(What is needed):
Print every line of the listing exactly, please.
─── Listed entries
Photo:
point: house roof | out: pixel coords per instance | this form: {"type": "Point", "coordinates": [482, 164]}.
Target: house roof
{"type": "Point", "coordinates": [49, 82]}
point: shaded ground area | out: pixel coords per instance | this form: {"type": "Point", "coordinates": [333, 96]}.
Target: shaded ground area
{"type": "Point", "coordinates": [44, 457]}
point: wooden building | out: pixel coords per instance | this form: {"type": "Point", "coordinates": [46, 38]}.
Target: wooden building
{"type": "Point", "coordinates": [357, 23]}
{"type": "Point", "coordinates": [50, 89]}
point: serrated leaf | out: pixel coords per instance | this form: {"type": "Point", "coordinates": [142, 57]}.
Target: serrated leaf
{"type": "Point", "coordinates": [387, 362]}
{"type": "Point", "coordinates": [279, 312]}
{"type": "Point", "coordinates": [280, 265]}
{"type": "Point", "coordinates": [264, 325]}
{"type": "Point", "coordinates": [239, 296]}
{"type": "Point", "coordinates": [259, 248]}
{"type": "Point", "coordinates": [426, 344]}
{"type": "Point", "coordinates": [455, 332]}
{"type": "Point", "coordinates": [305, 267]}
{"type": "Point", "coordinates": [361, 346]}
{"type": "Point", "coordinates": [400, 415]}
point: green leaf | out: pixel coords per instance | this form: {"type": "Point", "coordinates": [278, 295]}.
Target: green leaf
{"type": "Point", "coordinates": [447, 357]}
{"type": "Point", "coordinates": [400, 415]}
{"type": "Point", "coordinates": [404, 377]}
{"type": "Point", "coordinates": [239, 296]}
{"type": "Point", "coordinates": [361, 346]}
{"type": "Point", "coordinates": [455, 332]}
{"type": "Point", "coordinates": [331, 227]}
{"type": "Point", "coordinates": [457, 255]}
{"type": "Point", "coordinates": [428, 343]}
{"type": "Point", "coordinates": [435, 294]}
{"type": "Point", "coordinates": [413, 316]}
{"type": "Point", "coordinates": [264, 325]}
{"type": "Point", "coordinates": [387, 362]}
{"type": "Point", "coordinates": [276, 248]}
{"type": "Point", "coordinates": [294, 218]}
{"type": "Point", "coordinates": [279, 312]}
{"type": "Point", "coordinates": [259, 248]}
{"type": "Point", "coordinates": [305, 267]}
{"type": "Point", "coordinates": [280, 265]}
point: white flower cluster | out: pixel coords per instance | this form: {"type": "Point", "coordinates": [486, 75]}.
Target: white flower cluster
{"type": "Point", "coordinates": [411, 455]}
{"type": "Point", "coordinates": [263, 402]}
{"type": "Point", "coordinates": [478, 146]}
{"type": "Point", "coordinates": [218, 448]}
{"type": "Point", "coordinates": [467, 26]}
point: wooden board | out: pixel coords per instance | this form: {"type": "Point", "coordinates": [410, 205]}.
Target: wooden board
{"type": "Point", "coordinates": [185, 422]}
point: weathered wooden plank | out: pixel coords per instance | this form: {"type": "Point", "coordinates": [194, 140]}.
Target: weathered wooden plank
──────
(Response below):
Photo:
point: house roof | out: pixel coords per instance | this form: {"type": "Point", "coordinates": [482, 164]}.
Target: house roof
{"type": "Point", "coordinates": [49, 82]}
point: shaded ground area | out: pixel coords per instance | this form: {"type": "Point", "coordinates": [333, 96]}.
Target: shaded ground area
{"type": "Point", "coordinates": [44, 457]}
point: wooden building | out: pixel coords per instance | this form: {"type": "Point", "coordinates": [46, 38]}.
Target: wooden building
{"type": "Point", "coordinates": [357, 23]}
{"type": "Point", "coordinates": [50, 89]}
point: serrated leaf | out: pixel coords per instance | this form: {"type": "Point", "coordinates": [142, 57]}.
Target: serrated leaf
{"type": "Point", "coordinates": [387, 362]}
{"type": "Point", "coordinates": [279, 312]}
{"type": "Point", "coordinates": [280, 265]}
{"type": "Point", "coordinates": [264, 325]}
{"type": "Point", "coordinates": [239, 296]}
{"type": "Point", "coordinates": [259, 248]}
{"type": "Point", "coordinates": [426, 344]}
{"type": "Point", "coordinates": [455, 332]}
{"type": "Point", "coordinates": [305, 267]}
{"type": "Point", "coordinates": [361, 346]}
{"type": "Point", "coordinates": [400, 415]}
point: green leaf | out: pixel coords per instance | this form: {"type": "Point", "coordinates": [278, 295]}.
Target: green leaf
{"type": "Point", "coordinates": [447, 357]}
{"type": "Point", "coordinates": [400, 415]}
{"type": "Point", "coordinates": [404, 377]}
{"type": "Point", "coordinates": [239, 296]}
{"type": "Point", "coordinates": [361, 346]}
{"type": "Point", "coordinates": [455, 332]}
{"type": "Point", "coordinates": [331, 227]}
{"type": "Point", "coordinates": [457, 255]}
{"type": "Point", "coordinates": [428, 343]}
{"type": "Point", "coordinates": [435, 294]}
{"type": "Point", "coordinates": [413, 316]}
{"type": "Point", "coordinates": [264, 325]}
{"type": "Point", "coordinates": [387, 362]}
{"type": "Point", "coordinates": [276, 248]}
{"type": "Point", "coordinates": [294, 218]}
{"type": "Point", "coordinates": [279, 312]}
{"type": "Point", "coordinates": [259, 248]}
{"type": "Point", "coordinates": [305, 267]}
{"type": "Point", "coordinates": [280, 265]}
point: white flower cluster | out: pixel coords per instance | this form: {"type": "Point", "coordinates": [486, 75]}.
Target: white flower cluster
{"type": "Point", "coordinates": [411, 455]}
{"type": "Point", "coordinates": [263, 402]}
{"type": "Point", "coordinates": [478, 146]}
{"type": "Point", "coordinates": [218, 448]}
{"type": "Point", "coordinates": [467, 26]}
point: wooden board | out: pixel coords per instance | this form: {"type": "Point", "coordinates": [410, 205]}.
Target: wooden board
{"type": "Point", "coordinates": [185, 422]}
point: weathered wooden plank | out: pixel coords per instance | this form: {"type": "Point", "coordinates": [194, 140]}.
Target: weathered wooden plank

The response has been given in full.